Written problem:
Pull out every line of the entries that contains the word "whitewashed" and copy each one unchanged.

**** Data excerpts

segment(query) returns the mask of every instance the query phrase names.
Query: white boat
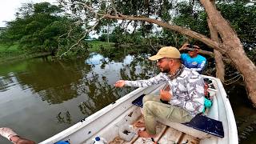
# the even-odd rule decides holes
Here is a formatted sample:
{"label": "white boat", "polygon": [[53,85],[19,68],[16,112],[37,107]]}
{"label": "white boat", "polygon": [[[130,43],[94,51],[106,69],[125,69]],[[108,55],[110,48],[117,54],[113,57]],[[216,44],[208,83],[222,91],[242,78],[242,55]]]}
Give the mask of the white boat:
{"label": "white boat", "polygon": [[216,122],[221,122],[224,132],[221,136],[198,130],[197,128],[184,124],[158,120],[160,122],[157,126],[158,136],[154,139],[139,138],[137,134],[130,142],[120,138],[118,133],[122,126],[133,126],[134,130],[143,129],[134,126],[134,123],[142,118],[142,114],[140,107],[132,104],[132,102],[143,94],[158,93],[159,90],[164,86],[164,84],[159,84],[136,89],[115,102],[40,142],[40,144],[53,144],[59,141],[68,141],[70,144],[90,143],[91,139],[97,136],[104,138],[108,143],[154,143],[153,141],[158,141],[161,144],[238,144],[236,122],[223,86],[218,78],[209,76],[203,77],[210,79],[214,86],[214,89],[209,89],[210,96],[213,98],[213,106],[208,110],[206,117],[214,119]]}

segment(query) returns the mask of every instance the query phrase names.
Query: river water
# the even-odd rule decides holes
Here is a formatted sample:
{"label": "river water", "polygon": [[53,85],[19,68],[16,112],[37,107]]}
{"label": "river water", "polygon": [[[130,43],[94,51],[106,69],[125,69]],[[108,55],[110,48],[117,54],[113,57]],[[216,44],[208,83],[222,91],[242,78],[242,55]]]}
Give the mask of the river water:
{"label": "river water", "polygon": [[[134,88],[114,88],[119,79],[142,79],[157,74],[155,63],[122,54],[110,59],[98,54],[87,58],[37,58],[0,65],[0,127],[42,142],[86,118]],[[242,87],[229,87],[240,143],[254,143],[255,110]],[[0,143],[10,143],[0,138]]]}

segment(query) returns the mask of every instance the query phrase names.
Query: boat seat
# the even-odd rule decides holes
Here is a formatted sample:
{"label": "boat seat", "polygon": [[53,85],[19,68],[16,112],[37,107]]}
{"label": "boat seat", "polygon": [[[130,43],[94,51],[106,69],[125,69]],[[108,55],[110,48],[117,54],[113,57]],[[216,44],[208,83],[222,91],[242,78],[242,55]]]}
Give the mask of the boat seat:
{"label": "boat seat", "polygon": [[[144,96],[145,94],[139,96],[132,102],[132,104],[142,107],[142,99]],[[217,137],[224,138],[222,122],[202,114],[196,115],[190,122],[182,123],[182,125]]]}

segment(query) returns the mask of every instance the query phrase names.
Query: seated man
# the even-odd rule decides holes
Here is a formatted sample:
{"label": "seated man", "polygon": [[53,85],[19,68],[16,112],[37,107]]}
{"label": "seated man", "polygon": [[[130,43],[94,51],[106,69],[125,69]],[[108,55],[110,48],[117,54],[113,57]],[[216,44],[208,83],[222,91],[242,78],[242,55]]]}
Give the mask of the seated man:
{"label": "seated man", "polygon": [[195,45],[184,44],[179,50],[188,50],[188,54],[182,54],[181,55],[183,65],[187,68],[194,69],[199,74],[202,74],[206,66],[206,58],[198,54],[199,49],[200,48]]}
{"label": "seated man", "polygon": [[176,122],[190,122],[204,109],[204,82],[194,70],[186,68],[180,61],[178,49],[162,47],[156,55],[150,57],[157,60],[162,71],[147,80],[119,80],[115,86],[150,86],[166,82],[167,89],[160,90],[160,96],[146,95],[143,98],[143,117],[146,131],[139,131],[141,137],[154,137],[156,118]]}

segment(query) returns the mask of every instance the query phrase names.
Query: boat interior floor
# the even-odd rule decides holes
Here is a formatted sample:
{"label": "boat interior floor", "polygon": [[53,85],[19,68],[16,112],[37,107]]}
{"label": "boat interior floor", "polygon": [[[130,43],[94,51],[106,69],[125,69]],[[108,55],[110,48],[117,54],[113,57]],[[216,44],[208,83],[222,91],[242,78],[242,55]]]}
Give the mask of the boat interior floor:
{"label": "boat interior floor", "polygon": [[136,134],[134,137],[130,141],[126,142],[117,136],[110,144],[198,144],[200,139],[191,135],[186,134],[175,129],[173,129],[166,125],[158,122],[156,126],[157,135],[154,138],[142,138],[138,137],[138,130],[145,130],[145,127],[136,127],[136,123],[143,122],[141,116],[134,123],[133,123],[133,129],[135,130]]}

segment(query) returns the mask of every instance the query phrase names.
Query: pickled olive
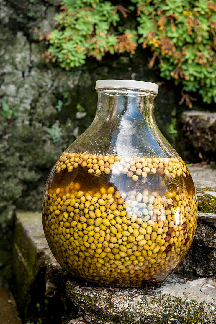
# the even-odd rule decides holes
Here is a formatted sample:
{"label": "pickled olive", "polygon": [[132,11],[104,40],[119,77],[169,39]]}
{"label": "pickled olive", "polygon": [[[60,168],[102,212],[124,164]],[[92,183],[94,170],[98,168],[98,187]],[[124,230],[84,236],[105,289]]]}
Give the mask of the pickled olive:
{"label": "pickled olive", "polygon": [[185,256],[197,201],[181,158],[65,152],[53,172],[55,183],[44,193],[44,227],[54,256],[73,275],[142,286],[164,280]]}

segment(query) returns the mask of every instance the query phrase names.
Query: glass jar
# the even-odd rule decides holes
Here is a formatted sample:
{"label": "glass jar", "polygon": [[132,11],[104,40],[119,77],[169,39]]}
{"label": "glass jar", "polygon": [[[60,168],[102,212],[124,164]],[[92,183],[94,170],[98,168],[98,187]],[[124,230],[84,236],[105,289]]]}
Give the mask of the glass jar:
{"label": "glass jar", "polygon": [[155,120],[157,85],[100,80],[95,117],[61,156],[44,194],[44,233],[75,277],[141,286],[179,265],[197,222],[186,166]]}

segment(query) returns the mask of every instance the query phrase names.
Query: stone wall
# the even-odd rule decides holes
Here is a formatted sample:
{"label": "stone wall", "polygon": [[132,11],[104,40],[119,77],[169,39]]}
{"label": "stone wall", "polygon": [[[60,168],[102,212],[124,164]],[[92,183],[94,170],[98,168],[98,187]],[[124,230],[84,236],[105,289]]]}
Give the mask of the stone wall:
{"label": "stone wall", "polygon": [[[69,72],[46,63],[41,54],[47,42],[39,41],[39,35],[33,31],[54,29],[60,2],[0,1],[0,101],[11,109],[17,105],[18,114],[17,119],[7,121],[0,114],[0,208],[15,204],[19,208],[40,210],[46,179],[55,161],[94,118],[98,79],[159,83],[157,122],[165,136],[187,157],[186,147],[178,148],[181,141],[170,126],[173,116],[185,108],[178,105],[179,89],[172,81],[162,80],[156,68],[149,67],[151,54],[148,50],[139,50],[132,58],[108,54],[100,62],[91,58],[85,65]],[[77,111],[78,103],[85,112]]]}

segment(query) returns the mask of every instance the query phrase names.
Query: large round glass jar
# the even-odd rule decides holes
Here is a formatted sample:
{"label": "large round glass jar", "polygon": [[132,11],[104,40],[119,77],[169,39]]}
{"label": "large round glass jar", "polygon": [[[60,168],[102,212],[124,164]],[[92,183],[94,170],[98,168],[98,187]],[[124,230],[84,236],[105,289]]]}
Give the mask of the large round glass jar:
{"label": "large round glass jar", "polygon": [[166,278],[194,236],[197,201],[187,167],[159,130],[156,84],[100,80],[95,118],[48,178],[42,218],[61,265],[106,286]]}

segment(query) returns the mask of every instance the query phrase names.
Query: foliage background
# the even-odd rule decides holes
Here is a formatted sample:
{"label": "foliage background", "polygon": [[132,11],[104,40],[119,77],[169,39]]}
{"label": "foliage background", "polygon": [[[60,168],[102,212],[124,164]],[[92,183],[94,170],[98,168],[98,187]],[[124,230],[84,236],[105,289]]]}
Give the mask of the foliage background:
{"label": "foliage background", "polygon": [[[100,2],[95,2],[96,4]],[[126,12],[127,17],[120,10],[117,14],[119,20],[116,15],[111,17],[117,23],[116,26],[112,23],[111,28],[115,40],[124,33],[130,34],[131,31],[138,30],[135,7],[139,4],[136,2],[130,3],[134,8],[130,8],[130,15]],[[87,0],[83,2],[86,6],[92,4]],[[201,0],[196,2],[202,3]],[[121,4],[125,7],[128,3]],[[120,3],[113,3],[115,5]],[[200,159],[198,151],[195,151],[193,148],[191,150],[178,132],[181,113],[189,109],[184,103],[181,106],[178,104],[182,98],[182,86],[179,84],[175,86],[174,79],[167,81],[161,77],[158,58],[153,66],[149,65],[156,50],[161,49],[157,47],[154,49],[151,45],[144,49],[139,45],[133,53],[132,50],[135,51],[135,47],[132,49],[130,42],[132,36],[119,37],[117,47],[115,48],[113,43],[110,45],[113,52],[116,52],[110,54],[109,51],[112,52],[109,50],[103,59],[98,61],[94,57],[96,55],[93,50],[88,57],[82,59],[85,60],[85,64],[81,62],[81,65],[79,63],[79,66],[67,71],[58,65],[57,63],[60,62],[52,61],[54,57],[51,56],[49,62],[41,57],[42,53],[46,53],[49,42],[52,39],[50,36],[48,40],[49,32],[55,28],[54,17],[59,14],[60,5],[59,0],[0,2],[2,67],[0,208],[2,209],[15,204],[20,209],[40,210],[46,179],[55,161],[94,118],[97,99],[95,82],[99,79],[124,78],[158,83],[160,86],[156,101],[156,119],[160,130],[186,161]],[[145,10],[144,7],[142,10]],[[35,32],[35,30],[42,31]],[[144,35],[144,31],[142,32]],[[137,35],[136,39],[140,39],[140,35]],[[40,37],[43,39],[43,41],[40,41]],[[122,51],[122,40],[125,43],[129,42],[130,50],[125,48]],[[149,43],[151,40],[148,39],[147,41]],[[144,41],[142,40],[141,42]],[[155,47],[155,44],[152,45]],[[101,52],[102,55],[105,53]],[[48,56],[49,53],[46,54]],[[169,57],[165,58],[165,62],[170,60]],[[203,103],[201,95],[197,93],[193,95],[198,99],[194,102],[194,109],[213,110],[214,105]],[[3,104],[4,110],[3,101],[7,106],[5,108]]]}

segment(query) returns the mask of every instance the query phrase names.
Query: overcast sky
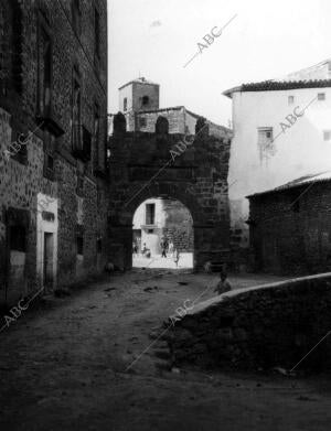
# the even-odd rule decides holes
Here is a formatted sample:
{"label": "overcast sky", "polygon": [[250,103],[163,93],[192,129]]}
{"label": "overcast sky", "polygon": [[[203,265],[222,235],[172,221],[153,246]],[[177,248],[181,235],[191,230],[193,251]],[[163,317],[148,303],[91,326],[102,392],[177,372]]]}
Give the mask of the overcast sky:
{"label": "overcast sky", "polygon": [[184,105],[228,126],[222,91],[331,57],[330,17],[330,0],[108,0],[109,112],[118,111],[118,87],[140,75],[160,84],[160,107]]}

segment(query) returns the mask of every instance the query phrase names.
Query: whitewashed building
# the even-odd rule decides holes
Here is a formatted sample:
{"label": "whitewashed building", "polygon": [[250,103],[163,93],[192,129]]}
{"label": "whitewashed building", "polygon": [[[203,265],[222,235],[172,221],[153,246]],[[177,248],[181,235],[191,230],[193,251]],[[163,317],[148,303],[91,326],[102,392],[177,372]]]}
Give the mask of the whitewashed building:
{"label": "whitewashed building", "polygon": [[233,101],[233,240],[248,246],[247,195],[331,169],[331,60],[223,94]]}

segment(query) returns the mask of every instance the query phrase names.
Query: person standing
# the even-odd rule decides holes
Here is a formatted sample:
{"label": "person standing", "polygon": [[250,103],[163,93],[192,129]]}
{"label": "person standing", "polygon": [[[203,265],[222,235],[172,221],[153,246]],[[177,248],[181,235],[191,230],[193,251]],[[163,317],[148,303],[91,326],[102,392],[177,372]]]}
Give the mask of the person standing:
{"label": "person standing", "polygon": [[162,258],[167,258],[167,247],[166,247],[166,241],[164,240],[161,243],[161,249],[162,249],[161,257]]}
{"label": "person standing", "polygon": [[222,294],[222,293],[225,293],[225,292],[228,292],[228,291],[231,291],[231,284],[227,281],[226,273],[222,271],[222,272],[220,272],[220,281],[216,284],[216,288],[215,288],[214,292],[217,292],[218,294]]}
{"label": "person standing", "polygon": [[173,260],[174,260],[174,263],[175,263],[177,268],[178,268],[179,259],[180,259],[180,252],[179,252],[179,249],[175,248],[174,251],[173,251]]}

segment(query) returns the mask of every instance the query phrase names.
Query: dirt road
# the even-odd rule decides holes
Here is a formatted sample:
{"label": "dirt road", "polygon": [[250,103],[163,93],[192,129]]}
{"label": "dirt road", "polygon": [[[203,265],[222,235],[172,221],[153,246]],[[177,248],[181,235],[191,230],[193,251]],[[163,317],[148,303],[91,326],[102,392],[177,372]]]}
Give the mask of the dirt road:
{"label": "dirt road", "polygon": [[137,271],[28,310],[0,334],[0,430],[330,430],[330,376],[168,371],[162,342],[140,357],[149,334],[214,282]]}

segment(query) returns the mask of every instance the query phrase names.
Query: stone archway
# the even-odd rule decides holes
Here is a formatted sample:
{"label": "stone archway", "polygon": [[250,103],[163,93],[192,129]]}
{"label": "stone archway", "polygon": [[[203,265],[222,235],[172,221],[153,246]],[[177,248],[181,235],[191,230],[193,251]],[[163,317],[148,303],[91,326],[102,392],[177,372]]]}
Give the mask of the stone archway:
{"label": "stone archway", "polygon": [[[193,137],[192,137],[193,138]],[[194,268],[228,259],[227,166],[229,140],[203,133],[175,160],[170,150],[182,134],[124,132],[109,140],[109,259],[132,265],[132,218],[150,197],[169,196],[190,211],[194,231]]]}

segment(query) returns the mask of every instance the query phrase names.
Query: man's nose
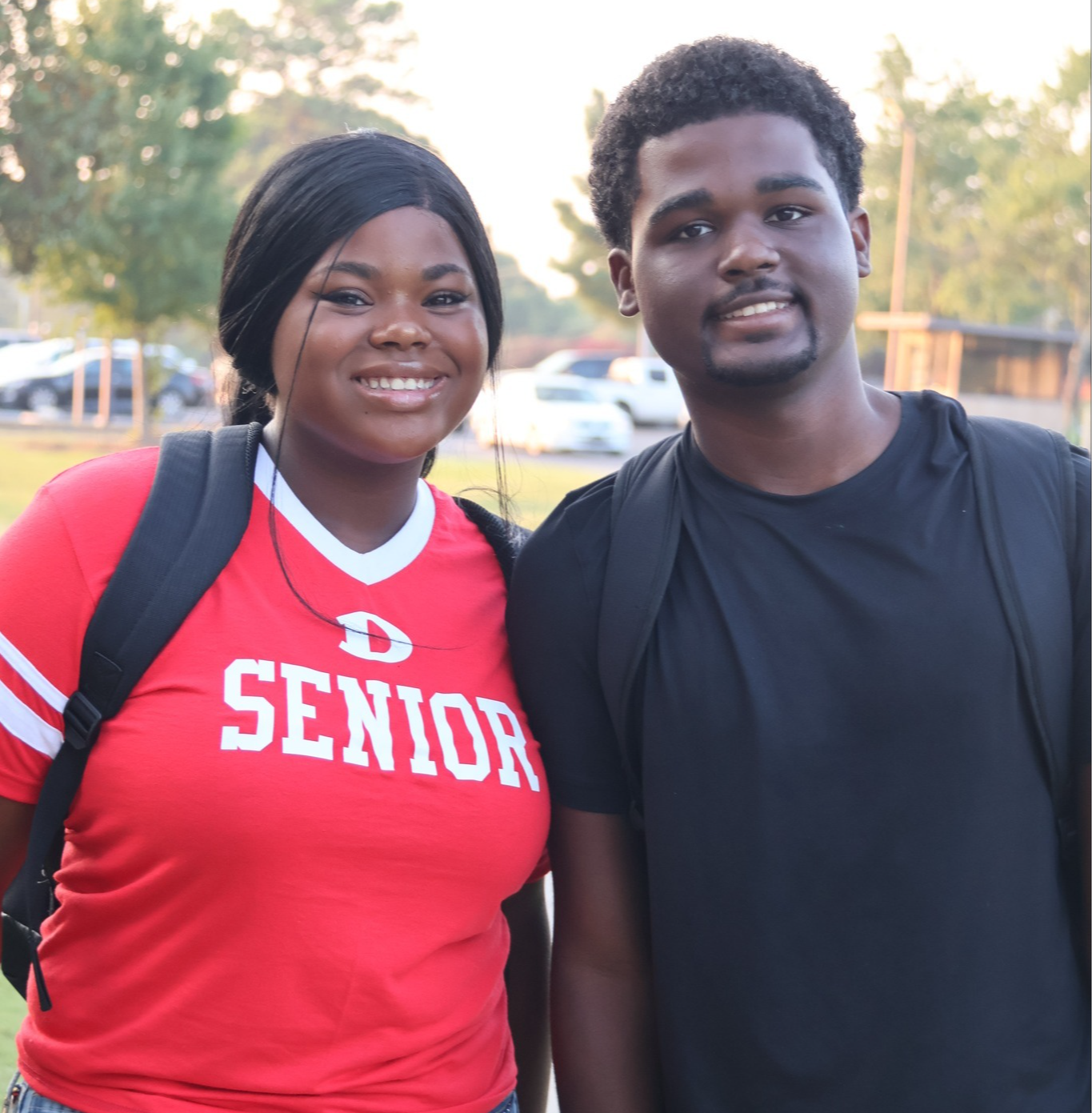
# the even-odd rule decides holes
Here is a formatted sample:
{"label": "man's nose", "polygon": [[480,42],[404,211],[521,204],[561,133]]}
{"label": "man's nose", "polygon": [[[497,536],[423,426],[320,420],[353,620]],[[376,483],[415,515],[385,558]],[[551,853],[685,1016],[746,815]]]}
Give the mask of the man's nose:
{"label": "man's nose", "polygon": [[766,225],[741,220],[728,230],[717,272],[725,280],[734,282],[757,272],[774,270],[780,260]]}

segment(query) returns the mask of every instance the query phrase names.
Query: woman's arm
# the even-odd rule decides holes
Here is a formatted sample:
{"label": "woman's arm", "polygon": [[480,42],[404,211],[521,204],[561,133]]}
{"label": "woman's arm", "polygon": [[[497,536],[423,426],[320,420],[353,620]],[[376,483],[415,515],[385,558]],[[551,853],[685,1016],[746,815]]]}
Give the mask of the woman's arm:
{"label": "woman's arm", "polygon": [[501,908],[512,937],[504,982],[520,1113],[544,1113],[550,1087],[550,925],[542,881],[524,885]]}
{"label": "woman's arm", "polygon": [[659,1055],[639,836],[554,805],[551,1014],[562,1113],[658,1113]]}
{"label": "woman's arm", "polygon": [[27,836],[33,814],[32,804],[19,804],[0,796],[0,893],[7,892],[27,857]]}

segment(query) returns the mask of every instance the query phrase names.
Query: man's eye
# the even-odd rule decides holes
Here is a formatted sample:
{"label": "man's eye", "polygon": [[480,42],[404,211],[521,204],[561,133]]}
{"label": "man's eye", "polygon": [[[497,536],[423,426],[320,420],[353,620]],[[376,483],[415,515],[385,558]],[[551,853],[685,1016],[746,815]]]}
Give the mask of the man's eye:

********

Full output:
Query: whitewashed building
{"label": "whitewashed building", "polygon": [[250,103],[163,93],[192,129]]}
{"label": "whitewashed building", "polygon": [[[203,265],[222,235],[172,221],[153,246]],[[177,248],[181,235],[191,230],[193,251]],[[163,317],[148,303],[91,326],[102,392],[177,372]]]}
Give the mask of the whitewashed building:
{"label": "whitewashed building", "polygon": [[233,101],[233,240],[248,246],[247,195],[331,169],[331,60],[223,94]]}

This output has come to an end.